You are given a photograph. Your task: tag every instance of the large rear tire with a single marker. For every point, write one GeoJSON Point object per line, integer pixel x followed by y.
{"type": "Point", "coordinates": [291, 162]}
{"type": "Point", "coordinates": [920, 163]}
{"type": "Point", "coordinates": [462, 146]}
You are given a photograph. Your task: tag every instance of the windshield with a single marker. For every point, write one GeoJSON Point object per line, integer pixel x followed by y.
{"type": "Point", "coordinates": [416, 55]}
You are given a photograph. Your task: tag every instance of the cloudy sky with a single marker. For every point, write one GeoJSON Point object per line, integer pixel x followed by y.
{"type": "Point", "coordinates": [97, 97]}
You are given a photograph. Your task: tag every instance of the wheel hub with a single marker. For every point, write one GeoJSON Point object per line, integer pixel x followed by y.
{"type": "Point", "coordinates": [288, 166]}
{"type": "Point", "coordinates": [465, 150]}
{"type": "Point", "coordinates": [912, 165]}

■ Exercise task
Reproduce the entries above word for word, from the line containing "of the cloudy" through the final line, with both ends included.

■ Solved problem
You are given a photograph. Your task: tag every instance of the cloudy sky with a single marker. For every point, write one GeoJSON Point object per line, integer pixel x followed by y.
{"type": "Point", "coordinates": [97, 97]}
You are given a photograph. Your task: tag every instance of the wheel hub with a single marker. For every point, write one GeoJSON Point object per line, integer pixel x followed by y.
{"type": "Point", "coordinates": [288, 166]}
{"type": "Point", "coordinates": [465, 150]}
{"type": "Point", "coordinates": [912, 165]}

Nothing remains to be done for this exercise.